On Wed, 28 Oct 2009 08:06:49 -0700, Smitty Two

>As far as the computer, those shouldn't be left on 24/7 anyway, for the
>health and longevity of the machine. I confess to being baffled by how
>that myth got created and so widely adopted.

It got started by an IBM study on MTBF on hard drives that found a
power off/on cycle was worth about 8 hours of running time.
Prior to that it was studies on light bulbs and fluorescent finding
similar results

Posted by Stormin Mormon on October 28, 2009, 12:23 pm


If you pack 8 hours of electricity into a five minute
warmup, that's multiply by a factor of 96. Suppose my
computer draws 2 amps. Well, multiply that by 96 times, and
we're trying to draw 194 ampere rate, for five minutes. Is
that likely?

My computer warmup is less than five minutes, so we'd have
to draw about a thousand amperes, for a full minute.

▸ **WRITTEN REQUEST 1**
Pick out every line in the rows that contains the string "windshield", treating uppercase and lowercase letters as distinct.

▸ **RECORDS PROVIDED**

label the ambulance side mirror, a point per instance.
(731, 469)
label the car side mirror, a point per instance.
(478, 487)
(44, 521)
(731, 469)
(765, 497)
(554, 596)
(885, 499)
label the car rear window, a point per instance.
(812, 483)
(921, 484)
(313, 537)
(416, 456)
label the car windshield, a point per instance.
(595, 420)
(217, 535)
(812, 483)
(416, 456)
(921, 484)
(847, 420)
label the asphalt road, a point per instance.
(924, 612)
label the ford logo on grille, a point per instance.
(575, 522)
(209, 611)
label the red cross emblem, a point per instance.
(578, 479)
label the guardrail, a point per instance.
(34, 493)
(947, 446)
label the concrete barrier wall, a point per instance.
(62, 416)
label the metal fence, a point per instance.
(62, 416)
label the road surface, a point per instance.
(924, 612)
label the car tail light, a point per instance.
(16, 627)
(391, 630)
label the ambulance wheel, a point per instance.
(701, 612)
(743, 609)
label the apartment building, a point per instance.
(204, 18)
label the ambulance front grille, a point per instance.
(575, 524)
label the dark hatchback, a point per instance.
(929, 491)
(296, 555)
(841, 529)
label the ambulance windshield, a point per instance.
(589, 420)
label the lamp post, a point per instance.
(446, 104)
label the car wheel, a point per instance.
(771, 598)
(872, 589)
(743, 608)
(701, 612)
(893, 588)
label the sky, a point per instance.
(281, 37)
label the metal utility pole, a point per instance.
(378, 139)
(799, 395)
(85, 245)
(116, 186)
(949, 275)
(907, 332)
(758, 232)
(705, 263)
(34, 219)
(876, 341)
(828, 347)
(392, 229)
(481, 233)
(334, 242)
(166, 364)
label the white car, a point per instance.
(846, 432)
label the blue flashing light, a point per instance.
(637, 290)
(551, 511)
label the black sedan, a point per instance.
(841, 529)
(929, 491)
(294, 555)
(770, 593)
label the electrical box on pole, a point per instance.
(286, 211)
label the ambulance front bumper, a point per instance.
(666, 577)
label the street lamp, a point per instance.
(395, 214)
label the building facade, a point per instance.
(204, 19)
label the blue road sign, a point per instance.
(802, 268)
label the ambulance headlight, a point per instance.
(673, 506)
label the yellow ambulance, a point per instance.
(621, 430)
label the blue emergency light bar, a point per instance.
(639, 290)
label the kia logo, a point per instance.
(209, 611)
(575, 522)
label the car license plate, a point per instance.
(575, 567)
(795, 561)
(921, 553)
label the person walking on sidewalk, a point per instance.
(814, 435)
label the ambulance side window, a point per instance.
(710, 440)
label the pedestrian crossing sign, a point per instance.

▸ **WRITTEN REQUEST 2**
From the discussion excerpt, quote the passage from "Posted by Stormin" to "that likely?".

▸ **REPLY 1**
label the car windshield, a point per instance.
label the ambulance windshield, a point per instance.

▸ **REPLY 2**
Posted by Stormin Mormon on October 28, 2009, 12:23 pm


If you pack 8 hours of electricity into a five minute
warmup, that's multiply by a factor of 96. Suppose my
computer draws 2 amps. Well, multiply that by 96 times, and
we're trying to draw 194 ampere rate, for five minutes. Is
that likely?